# [What to produce]
In the records below, locate the line containing "Place one keypoint per instance of the roof and", then extract it and all following lines exactly, ending with the last line.

# [Records for the task]
++++++++
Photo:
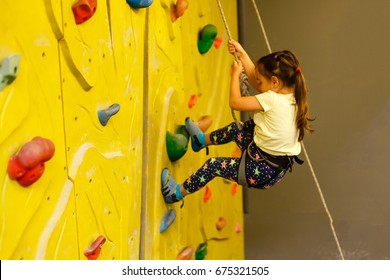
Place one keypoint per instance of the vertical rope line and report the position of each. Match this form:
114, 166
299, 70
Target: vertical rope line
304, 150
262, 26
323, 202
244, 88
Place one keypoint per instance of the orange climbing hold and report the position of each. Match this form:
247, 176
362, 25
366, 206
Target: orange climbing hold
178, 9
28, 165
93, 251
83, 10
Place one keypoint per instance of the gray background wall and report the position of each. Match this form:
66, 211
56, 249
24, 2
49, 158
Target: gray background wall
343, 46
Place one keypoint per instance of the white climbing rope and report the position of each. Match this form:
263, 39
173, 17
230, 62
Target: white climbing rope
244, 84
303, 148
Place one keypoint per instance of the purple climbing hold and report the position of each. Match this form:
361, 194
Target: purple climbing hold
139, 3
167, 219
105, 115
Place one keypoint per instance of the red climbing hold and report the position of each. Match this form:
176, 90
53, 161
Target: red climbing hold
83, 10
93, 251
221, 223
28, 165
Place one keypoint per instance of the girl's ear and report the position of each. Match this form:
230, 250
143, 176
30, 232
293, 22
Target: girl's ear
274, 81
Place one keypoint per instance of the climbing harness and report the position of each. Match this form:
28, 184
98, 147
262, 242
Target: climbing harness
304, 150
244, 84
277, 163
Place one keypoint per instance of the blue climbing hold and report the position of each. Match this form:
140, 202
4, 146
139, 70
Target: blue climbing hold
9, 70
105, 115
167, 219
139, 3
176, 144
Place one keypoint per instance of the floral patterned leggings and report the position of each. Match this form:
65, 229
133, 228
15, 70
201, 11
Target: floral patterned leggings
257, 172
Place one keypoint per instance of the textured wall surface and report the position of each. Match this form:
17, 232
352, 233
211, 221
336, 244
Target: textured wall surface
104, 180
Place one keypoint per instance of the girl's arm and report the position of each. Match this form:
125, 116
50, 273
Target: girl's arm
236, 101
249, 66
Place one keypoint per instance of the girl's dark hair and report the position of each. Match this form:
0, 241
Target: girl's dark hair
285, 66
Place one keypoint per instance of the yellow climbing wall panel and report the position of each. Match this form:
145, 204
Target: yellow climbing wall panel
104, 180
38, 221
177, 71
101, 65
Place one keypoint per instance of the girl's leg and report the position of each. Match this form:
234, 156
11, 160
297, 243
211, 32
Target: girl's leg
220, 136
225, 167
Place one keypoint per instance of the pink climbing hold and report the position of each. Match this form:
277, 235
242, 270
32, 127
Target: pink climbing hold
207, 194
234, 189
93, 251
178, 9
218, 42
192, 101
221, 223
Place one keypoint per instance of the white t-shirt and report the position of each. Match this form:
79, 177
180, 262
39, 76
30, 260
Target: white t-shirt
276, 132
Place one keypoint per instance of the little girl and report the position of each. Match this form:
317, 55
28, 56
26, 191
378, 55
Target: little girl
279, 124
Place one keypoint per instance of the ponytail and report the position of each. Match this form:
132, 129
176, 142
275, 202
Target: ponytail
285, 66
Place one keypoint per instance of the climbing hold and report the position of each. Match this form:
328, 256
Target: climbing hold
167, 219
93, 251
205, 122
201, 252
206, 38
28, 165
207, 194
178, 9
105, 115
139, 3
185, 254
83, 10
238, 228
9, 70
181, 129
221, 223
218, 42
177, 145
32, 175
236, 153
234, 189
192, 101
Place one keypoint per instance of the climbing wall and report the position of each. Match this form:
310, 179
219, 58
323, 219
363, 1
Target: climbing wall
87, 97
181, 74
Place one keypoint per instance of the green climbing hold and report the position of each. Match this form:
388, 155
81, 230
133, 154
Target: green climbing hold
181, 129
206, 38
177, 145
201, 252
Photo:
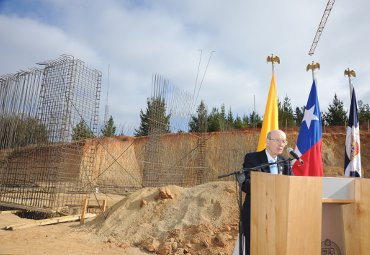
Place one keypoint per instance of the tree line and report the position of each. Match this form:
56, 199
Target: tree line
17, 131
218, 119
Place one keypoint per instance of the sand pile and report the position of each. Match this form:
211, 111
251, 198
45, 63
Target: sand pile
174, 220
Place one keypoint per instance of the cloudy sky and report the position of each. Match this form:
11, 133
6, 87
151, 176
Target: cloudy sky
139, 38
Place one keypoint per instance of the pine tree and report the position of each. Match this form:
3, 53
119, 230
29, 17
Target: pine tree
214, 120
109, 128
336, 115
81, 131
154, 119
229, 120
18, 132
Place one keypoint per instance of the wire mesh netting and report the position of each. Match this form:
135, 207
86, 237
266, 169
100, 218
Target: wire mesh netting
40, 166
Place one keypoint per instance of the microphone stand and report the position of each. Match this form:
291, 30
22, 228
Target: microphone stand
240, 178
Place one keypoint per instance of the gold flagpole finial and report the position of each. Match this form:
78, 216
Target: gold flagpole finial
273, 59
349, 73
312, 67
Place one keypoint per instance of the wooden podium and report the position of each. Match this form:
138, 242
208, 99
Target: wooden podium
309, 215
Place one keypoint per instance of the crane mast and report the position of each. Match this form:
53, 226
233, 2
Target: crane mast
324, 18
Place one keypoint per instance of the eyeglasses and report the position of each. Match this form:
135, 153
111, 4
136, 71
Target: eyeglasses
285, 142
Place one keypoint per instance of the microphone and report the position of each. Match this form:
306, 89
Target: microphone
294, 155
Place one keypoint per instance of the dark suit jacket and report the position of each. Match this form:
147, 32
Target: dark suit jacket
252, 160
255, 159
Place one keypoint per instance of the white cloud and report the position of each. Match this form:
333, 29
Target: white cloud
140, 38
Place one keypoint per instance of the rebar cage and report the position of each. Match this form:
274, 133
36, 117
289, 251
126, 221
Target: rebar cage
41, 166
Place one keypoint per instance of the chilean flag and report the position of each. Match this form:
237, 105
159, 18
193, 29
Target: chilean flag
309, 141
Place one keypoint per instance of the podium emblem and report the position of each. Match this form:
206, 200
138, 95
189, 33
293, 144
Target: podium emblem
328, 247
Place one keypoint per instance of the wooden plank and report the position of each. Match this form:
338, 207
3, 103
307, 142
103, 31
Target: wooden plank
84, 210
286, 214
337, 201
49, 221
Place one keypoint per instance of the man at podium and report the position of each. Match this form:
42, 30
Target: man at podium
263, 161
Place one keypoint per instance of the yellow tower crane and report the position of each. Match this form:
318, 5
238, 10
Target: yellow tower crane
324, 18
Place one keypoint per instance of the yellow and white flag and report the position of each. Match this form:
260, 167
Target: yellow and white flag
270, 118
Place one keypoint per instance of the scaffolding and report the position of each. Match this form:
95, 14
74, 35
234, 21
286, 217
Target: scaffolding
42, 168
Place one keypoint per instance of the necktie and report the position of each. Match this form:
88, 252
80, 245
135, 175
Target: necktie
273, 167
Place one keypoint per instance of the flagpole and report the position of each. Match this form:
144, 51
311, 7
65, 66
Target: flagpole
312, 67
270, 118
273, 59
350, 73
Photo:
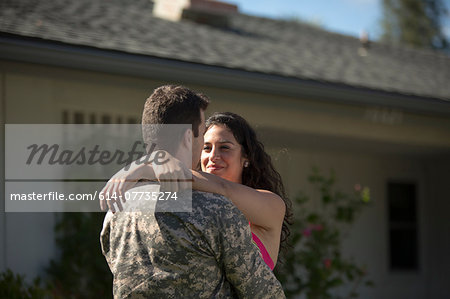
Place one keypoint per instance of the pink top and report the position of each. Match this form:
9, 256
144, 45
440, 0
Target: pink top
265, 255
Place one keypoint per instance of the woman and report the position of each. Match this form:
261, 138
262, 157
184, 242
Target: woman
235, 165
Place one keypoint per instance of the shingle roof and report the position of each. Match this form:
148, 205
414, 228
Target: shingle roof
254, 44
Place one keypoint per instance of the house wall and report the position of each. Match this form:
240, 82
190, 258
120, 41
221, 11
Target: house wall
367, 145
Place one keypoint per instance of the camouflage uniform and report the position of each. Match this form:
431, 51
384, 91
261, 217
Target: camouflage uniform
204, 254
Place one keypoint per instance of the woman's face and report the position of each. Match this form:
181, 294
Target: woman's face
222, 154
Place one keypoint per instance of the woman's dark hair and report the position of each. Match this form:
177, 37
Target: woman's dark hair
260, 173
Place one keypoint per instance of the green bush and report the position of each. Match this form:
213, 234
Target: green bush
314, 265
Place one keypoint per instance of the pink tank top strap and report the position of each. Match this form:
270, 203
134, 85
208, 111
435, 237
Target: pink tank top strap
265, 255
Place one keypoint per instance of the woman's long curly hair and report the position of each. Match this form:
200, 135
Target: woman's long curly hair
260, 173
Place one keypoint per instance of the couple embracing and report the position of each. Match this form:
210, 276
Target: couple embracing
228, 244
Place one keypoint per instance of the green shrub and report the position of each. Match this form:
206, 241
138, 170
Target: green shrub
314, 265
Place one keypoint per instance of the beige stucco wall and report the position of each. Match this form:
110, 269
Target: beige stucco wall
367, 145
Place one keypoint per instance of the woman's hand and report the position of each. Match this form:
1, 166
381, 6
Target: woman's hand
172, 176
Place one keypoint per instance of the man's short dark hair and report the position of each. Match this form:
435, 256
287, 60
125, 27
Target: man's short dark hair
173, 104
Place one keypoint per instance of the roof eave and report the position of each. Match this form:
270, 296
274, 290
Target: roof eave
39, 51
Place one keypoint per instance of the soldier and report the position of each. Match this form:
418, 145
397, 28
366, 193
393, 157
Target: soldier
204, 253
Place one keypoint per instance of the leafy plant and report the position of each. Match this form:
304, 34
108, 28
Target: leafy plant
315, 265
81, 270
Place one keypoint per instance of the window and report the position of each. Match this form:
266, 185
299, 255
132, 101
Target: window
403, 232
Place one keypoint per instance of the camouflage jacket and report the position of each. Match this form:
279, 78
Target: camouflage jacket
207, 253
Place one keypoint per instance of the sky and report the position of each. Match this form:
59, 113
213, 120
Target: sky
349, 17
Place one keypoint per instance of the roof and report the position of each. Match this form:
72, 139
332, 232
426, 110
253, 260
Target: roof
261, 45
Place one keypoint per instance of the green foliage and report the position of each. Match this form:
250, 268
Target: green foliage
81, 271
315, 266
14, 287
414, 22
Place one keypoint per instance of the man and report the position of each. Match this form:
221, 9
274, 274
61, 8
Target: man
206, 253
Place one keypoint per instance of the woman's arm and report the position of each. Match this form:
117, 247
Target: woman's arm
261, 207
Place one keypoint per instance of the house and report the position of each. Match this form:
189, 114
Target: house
++++++++
# [Task solution]
Place one keypoint per instance of the roof and report the position of each. Match this form:
72, 139
332, 232
426, 110
253, 260
Target: roof
261, 45
Place one keypoint per instance of the green foliage and report the position of each. Match this form:
250, 268
Target: green foliage
81, 271
315, 266
14, 287
414, 22
Place one keypoint per instance of the man and report the position of each. Match this form:
221, 9
274, 274
61, 8
Target: man
206, 253
Place one keypoint per instance of the woman's arm and report the position of each. Match this form:
117, 247
Target: woman's arm
261, 207
Place one keypoint per instance of the house and report the position of each. Match this form:
189, 114
Target: house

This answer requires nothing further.